* **Provided records**
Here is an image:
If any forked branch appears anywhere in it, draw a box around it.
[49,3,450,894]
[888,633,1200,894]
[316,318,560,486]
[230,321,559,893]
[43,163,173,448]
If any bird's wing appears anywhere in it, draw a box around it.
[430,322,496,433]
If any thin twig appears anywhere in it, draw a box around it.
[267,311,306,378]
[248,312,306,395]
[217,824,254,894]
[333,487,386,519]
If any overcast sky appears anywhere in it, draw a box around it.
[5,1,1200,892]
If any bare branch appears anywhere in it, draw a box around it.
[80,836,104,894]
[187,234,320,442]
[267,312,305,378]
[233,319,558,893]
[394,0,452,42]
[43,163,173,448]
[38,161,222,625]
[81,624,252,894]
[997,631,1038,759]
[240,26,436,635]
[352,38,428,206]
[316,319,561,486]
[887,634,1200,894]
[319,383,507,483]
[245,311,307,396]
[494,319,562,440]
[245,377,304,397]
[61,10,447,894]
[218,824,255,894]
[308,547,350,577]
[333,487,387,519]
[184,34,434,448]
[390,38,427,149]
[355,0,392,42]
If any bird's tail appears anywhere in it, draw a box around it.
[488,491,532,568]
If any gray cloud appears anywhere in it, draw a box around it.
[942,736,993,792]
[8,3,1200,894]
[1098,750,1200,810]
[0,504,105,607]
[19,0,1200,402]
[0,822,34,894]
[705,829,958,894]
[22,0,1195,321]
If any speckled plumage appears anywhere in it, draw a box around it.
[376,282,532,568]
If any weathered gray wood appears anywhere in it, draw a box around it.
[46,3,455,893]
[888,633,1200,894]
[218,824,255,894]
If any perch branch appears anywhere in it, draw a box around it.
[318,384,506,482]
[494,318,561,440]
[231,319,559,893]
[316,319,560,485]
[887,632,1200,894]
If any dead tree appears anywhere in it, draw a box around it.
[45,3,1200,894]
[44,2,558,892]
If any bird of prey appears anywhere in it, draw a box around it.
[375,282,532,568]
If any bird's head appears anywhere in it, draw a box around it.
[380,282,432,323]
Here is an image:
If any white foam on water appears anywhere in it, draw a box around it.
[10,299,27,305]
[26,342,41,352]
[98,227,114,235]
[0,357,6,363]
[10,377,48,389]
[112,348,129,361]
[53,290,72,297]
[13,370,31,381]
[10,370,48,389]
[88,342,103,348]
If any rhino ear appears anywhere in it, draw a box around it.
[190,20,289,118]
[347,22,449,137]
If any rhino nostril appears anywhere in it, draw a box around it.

* **Instructions to follow**
Reproduce only the lines running from the one that contains "If any rhino ear" to the last line of the records.

* **Result of the exercise**
If any rhino ear appears anywhere in it, draw a box around it.
[190,20,289,118]
[347,22,449,137]
If any rhino nostril appears anywhere in it, draw a box around it.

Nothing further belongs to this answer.